§ **Task directions**:
Please copy out the entries below exactly, beginning with the line that contains "target | blue flag" and ending with the line that contains "target | tree foliage", and include nothing outside that span.

§ **Exercise input**:
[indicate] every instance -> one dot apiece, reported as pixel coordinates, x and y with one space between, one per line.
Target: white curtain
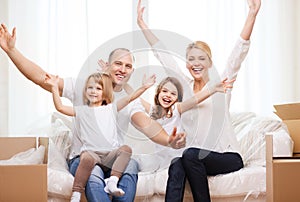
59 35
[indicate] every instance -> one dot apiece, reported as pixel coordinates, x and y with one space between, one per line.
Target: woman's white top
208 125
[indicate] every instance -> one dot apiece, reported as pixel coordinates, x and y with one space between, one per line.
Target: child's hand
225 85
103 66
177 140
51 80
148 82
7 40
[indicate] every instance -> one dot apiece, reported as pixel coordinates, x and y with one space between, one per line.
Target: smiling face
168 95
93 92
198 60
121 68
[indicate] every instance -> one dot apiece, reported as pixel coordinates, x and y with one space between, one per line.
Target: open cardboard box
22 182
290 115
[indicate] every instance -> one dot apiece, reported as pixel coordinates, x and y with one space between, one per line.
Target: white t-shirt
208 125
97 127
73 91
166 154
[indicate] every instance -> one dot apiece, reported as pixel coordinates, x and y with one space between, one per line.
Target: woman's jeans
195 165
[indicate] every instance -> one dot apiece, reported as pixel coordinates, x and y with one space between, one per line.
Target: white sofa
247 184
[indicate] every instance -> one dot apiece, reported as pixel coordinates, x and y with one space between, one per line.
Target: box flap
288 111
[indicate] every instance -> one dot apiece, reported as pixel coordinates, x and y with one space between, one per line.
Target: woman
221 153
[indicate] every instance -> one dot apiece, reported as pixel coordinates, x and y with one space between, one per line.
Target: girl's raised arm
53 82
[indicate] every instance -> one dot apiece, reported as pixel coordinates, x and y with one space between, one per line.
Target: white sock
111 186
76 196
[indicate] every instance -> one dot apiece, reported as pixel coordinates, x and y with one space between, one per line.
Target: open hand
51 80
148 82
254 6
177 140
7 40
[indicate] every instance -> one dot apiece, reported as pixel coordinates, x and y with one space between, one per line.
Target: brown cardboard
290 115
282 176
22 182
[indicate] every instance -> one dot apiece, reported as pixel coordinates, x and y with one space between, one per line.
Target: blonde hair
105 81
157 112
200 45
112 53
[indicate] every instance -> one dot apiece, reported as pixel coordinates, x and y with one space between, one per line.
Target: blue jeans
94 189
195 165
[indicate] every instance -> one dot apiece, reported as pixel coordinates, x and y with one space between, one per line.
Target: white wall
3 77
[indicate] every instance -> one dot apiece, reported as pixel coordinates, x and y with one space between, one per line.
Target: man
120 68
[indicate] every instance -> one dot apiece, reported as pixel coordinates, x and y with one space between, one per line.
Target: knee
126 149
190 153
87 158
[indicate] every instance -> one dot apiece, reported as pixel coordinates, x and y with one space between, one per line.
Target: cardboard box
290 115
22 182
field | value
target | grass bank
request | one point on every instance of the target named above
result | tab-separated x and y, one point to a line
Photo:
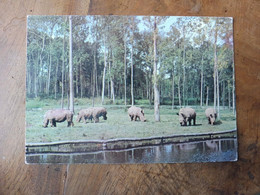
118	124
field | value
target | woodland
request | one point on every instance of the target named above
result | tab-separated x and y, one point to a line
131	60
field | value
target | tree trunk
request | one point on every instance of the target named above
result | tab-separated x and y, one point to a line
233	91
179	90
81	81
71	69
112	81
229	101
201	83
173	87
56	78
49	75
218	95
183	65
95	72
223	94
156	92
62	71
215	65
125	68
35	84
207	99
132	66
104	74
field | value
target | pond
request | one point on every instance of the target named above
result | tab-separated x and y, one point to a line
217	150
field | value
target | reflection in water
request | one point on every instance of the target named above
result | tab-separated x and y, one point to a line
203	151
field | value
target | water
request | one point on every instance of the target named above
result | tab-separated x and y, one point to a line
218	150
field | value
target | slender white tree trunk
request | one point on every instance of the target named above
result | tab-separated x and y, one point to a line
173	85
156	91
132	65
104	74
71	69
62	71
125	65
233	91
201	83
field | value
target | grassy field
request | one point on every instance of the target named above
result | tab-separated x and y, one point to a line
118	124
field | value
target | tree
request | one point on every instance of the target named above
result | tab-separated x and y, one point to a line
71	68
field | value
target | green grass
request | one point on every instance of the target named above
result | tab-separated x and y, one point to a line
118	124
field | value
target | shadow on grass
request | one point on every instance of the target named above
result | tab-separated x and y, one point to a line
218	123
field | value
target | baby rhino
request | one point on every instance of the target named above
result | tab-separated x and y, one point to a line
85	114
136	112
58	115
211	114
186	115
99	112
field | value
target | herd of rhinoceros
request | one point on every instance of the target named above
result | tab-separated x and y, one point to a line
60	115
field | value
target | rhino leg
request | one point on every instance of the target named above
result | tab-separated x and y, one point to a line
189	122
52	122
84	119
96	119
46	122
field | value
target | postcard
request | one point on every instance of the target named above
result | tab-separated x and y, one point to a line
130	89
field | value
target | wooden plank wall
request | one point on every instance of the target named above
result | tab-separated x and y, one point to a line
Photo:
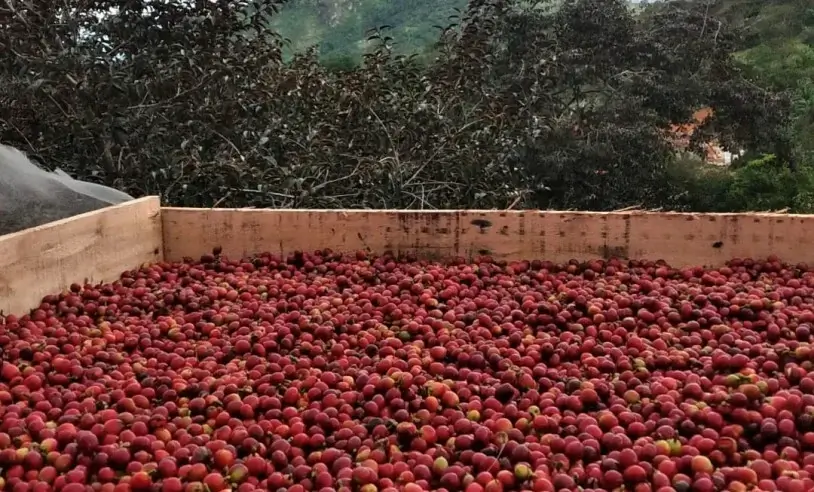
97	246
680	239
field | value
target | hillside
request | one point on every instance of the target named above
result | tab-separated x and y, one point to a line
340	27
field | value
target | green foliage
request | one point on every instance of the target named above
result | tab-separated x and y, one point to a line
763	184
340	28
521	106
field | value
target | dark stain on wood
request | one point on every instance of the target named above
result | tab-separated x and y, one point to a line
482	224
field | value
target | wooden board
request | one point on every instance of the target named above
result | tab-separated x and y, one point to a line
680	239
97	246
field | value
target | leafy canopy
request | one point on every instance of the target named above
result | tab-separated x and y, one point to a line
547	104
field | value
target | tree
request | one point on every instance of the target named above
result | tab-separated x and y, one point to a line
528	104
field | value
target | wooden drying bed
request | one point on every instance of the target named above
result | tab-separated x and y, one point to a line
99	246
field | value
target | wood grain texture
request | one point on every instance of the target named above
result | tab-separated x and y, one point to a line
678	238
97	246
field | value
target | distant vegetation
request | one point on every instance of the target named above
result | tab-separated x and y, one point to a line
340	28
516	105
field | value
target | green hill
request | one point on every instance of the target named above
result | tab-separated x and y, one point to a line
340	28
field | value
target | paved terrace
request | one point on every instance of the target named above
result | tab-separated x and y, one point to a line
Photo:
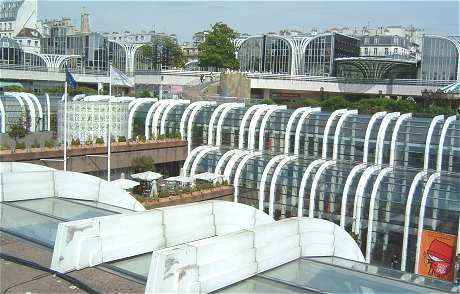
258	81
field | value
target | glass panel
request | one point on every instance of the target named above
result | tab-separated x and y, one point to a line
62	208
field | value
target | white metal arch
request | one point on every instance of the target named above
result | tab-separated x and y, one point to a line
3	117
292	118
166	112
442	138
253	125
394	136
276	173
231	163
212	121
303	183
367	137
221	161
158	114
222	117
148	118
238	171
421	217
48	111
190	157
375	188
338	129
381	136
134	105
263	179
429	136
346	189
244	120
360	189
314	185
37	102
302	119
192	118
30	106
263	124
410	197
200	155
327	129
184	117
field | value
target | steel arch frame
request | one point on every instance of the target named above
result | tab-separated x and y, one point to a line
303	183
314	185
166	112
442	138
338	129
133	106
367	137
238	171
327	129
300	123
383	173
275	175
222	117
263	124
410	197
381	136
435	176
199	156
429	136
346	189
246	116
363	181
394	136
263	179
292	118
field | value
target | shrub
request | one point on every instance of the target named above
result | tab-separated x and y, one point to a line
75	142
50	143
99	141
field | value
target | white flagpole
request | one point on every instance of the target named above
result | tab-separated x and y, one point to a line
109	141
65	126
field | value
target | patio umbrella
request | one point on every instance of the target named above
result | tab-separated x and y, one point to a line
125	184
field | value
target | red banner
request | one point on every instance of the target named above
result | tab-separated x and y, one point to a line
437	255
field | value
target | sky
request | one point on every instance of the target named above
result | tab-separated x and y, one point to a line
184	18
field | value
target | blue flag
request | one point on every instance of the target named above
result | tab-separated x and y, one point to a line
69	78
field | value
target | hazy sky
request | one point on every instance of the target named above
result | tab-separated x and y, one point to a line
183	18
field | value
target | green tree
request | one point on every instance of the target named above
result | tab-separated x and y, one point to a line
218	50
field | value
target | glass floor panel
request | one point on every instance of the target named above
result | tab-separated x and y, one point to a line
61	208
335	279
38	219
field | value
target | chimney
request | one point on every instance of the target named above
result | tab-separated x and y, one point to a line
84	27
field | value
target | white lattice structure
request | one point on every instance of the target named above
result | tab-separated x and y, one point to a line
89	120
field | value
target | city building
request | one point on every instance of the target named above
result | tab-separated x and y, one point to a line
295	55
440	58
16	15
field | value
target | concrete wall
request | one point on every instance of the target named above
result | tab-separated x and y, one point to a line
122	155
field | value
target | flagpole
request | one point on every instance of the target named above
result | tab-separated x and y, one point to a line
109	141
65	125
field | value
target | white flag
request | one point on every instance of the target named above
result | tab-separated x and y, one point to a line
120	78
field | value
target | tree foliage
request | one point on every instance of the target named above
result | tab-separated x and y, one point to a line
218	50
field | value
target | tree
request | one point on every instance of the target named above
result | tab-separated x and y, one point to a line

§ **Exercise output**:
target | blue flag
request | one point on every instance of the target named above
result | tab-separated x and y, one point to a line
69	78
field | value
target | hazy sky
request | one point on every instance of the target named above
result | tab-separated x and y, one point to a line
183	18
field | value
target | green tree
request | one point on every instance of the target named above
result | tab-separated x and y, one point to a line
218	50
field | value
target | glass floor panel
request | one point on every instance of the target named above
result | tab-separated x and y, one point to a line
61	208
335	279
38	219
field | value
target | chimney
request | one point on every instance of the target named above
result | tab-separated x and y, one point to a line
84	27
field | value
target | white lattice structure
request | one point on every instance of the target named above
result | tab-separated x and y, one point to a line
89	120
field | value
target | city building
request | one point on every instance of the target named above
result | tab-separated x and y, one point to a line
295	55
440	58
16	15
field | value
target | concrete wall
request | one point on every instance of the target named above
result | tab-separated x and y, one point to a line
122	155
field | value
target | flagpole
request | one point on every instance of the target named above
result | tab-separated x and y, one point to a line
109	141
65	125
field | value
target | white flag
request | one point on every instance of the target named above
result | tab-separated x and y, one point to a line
120	78
field | value
target | tree foliage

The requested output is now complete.